# [DESCRIPTION OF THE TASK]
Where the line containing "Indicate the tram in" appears, begin retyping; continue exactly through the final line of the data. Omit every picture.

.....

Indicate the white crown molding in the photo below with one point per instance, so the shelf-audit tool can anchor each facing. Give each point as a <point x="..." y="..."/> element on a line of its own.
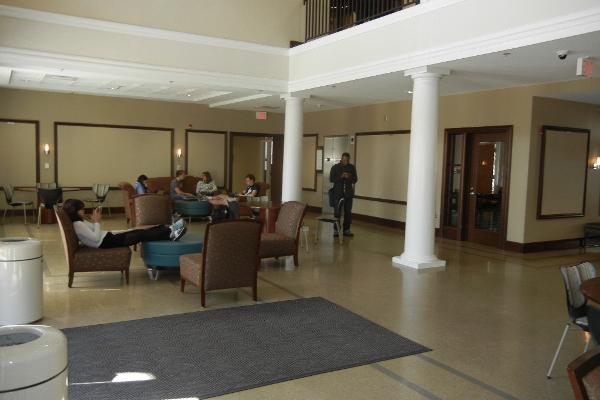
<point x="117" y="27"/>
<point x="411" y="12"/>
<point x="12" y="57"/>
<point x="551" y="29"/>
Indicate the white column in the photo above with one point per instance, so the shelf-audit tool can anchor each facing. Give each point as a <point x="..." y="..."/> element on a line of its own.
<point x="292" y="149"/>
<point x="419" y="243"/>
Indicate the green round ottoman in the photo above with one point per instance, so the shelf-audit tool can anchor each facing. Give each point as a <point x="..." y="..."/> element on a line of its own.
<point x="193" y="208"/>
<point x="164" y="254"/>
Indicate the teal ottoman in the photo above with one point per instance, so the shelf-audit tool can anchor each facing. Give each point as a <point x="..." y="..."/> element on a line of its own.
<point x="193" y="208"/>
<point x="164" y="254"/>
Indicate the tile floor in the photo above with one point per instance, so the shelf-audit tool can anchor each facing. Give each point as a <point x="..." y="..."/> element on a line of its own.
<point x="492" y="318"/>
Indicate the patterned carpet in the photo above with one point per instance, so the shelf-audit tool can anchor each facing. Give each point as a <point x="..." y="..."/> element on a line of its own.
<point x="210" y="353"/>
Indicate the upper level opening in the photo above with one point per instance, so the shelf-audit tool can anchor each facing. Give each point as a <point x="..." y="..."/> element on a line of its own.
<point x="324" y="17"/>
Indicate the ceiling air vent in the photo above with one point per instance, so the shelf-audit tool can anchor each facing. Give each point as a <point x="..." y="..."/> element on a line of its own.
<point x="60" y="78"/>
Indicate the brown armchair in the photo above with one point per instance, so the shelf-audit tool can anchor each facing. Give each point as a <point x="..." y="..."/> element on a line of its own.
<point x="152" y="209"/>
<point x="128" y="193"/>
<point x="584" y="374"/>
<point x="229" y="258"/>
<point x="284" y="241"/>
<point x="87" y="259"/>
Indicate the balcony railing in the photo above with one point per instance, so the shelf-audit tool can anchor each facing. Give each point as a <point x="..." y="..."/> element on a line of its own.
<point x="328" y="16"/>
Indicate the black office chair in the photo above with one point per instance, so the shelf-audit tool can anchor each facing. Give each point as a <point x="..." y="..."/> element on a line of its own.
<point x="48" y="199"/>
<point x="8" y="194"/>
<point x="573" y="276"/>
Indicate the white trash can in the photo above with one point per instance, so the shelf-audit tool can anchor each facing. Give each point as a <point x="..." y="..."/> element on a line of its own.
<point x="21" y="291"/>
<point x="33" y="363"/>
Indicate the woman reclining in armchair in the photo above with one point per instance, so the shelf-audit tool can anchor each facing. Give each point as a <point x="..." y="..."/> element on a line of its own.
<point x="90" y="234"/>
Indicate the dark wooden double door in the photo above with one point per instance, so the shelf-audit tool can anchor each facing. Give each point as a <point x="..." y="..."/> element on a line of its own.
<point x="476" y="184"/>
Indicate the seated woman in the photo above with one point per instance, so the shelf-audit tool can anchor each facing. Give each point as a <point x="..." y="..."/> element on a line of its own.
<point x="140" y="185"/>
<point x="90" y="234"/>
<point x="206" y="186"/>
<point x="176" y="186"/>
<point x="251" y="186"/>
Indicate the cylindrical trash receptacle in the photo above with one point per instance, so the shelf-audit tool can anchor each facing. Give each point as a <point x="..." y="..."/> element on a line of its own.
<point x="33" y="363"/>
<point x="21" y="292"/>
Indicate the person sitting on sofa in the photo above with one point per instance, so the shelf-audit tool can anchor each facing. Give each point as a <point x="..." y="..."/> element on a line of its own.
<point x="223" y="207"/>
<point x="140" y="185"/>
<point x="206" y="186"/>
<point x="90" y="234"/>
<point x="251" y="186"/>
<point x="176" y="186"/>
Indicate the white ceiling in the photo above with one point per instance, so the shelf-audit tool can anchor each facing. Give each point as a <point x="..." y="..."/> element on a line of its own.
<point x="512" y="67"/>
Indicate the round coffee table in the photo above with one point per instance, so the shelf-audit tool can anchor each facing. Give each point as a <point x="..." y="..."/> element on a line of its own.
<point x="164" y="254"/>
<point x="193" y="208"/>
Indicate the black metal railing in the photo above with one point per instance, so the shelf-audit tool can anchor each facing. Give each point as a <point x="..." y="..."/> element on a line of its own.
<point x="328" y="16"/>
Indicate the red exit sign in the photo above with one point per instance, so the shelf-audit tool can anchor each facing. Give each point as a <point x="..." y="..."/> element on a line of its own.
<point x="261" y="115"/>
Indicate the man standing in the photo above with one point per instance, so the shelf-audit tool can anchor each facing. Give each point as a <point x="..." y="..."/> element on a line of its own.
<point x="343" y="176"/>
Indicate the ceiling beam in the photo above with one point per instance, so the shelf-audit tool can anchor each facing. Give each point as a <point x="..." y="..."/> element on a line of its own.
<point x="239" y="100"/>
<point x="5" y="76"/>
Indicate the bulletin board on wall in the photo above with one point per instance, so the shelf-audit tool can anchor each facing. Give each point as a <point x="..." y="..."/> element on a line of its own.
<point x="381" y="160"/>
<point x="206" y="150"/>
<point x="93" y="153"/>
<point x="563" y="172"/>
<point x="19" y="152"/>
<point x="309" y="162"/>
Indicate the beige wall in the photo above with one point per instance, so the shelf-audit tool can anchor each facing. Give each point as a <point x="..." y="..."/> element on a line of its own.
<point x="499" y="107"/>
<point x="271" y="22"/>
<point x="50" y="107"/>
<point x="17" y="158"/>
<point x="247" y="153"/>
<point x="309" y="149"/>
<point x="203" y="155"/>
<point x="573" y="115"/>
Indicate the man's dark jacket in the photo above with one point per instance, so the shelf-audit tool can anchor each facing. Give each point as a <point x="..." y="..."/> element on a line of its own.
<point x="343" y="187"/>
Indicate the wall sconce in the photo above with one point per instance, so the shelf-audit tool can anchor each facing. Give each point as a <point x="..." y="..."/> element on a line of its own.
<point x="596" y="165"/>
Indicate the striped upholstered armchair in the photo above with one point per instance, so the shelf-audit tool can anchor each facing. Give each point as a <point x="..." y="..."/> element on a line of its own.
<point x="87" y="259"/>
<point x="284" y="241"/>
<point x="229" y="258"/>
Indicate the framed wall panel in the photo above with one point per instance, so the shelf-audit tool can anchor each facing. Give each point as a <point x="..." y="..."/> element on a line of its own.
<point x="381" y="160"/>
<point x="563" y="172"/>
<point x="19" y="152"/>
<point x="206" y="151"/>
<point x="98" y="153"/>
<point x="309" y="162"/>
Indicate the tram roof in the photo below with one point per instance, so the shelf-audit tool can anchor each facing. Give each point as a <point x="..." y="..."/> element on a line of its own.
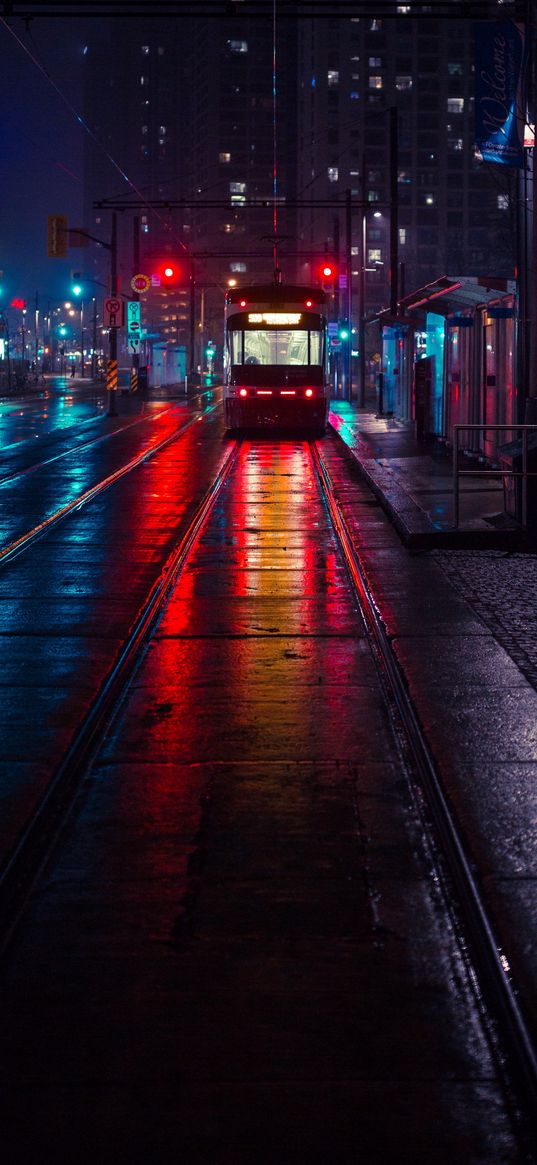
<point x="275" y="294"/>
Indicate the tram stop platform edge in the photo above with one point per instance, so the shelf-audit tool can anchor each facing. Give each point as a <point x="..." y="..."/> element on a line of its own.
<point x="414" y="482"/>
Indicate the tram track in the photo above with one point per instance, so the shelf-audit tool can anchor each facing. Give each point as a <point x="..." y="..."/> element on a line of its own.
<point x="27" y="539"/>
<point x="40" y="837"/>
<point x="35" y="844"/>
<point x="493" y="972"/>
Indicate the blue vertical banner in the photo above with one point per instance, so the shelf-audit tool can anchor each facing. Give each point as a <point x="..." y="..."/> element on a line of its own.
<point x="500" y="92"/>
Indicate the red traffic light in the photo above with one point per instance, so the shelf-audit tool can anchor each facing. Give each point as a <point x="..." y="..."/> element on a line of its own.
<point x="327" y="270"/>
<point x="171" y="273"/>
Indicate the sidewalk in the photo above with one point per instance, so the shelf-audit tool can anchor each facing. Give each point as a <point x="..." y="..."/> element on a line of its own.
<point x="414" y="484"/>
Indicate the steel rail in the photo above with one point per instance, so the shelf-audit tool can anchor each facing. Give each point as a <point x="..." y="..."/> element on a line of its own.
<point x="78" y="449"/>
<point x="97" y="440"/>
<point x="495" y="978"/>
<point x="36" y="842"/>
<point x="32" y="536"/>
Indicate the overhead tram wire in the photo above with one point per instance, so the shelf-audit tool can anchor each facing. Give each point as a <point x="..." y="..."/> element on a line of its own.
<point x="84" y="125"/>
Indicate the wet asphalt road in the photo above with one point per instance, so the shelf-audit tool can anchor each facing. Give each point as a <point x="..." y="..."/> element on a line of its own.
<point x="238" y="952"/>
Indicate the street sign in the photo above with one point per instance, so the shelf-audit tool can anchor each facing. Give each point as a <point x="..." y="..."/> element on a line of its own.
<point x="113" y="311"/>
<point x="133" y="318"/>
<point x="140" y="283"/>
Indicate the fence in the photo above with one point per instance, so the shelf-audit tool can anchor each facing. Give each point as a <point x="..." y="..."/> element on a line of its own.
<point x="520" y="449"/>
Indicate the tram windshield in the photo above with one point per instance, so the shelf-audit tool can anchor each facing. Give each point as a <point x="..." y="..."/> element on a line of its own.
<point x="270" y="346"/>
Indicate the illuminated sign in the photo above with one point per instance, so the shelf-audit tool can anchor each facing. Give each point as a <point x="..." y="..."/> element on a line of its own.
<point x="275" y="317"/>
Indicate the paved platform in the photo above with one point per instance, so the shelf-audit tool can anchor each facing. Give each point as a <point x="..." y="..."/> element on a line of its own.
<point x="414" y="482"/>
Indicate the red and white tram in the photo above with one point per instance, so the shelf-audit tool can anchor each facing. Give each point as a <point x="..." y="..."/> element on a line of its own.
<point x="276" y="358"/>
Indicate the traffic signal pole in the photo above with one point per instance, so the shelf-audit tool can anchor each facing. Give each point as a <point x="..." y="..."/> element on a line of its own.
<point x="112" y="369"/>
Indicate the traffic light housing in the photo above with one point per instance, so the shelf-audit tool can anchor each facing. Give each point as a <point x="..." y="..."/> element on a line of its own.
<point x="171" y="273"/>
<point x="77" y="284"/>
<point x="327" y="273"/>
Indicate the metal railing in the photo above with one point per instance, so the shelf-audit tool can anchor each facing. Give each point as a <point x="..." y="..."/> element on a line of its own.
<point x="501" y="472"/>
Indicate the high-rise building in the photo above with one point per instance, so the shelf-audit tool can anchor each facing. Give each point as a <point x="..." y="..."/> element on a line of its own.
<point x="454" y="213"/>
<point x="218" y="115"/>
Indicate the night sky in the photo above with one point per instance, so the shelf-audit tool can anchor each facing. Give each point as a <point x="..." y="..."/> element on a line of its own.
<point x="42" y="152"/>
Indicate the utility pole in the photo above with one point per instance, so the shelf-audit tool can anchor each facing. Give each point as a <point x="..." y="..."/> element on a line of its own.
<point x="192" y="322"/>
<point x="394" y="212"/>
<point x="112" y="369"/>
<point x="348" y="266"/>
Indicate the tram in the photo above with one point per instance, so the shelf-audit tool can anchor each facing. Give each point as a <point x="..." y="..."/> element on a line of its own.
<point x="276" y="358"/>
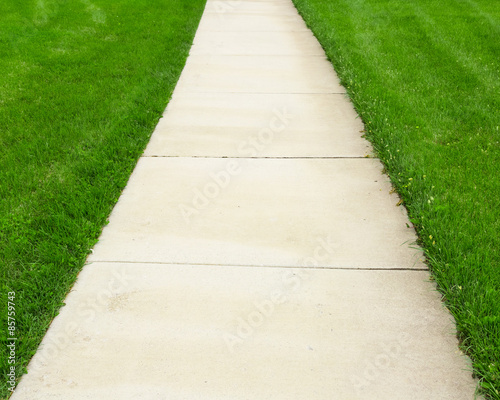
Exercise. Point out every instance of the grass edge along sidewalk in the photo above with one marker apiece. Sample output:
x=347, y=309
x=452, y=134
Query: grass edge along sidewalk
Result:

.....

# [TASK RESPONSE]
Indicate the tram in the photo above with one point per instance, so the shelf-audit tool can anchor each facing. Give each point as a <point x="..." y="..."/> element on a line of its own.
<point x="276" y="358"/>
Exercise. Point out every instance of the grass edge along sidewalk in the photo above with one marker apiece. Sample output:
x=347, y=309
x=452, y=134
Query: grass edge along sidewalk
Result:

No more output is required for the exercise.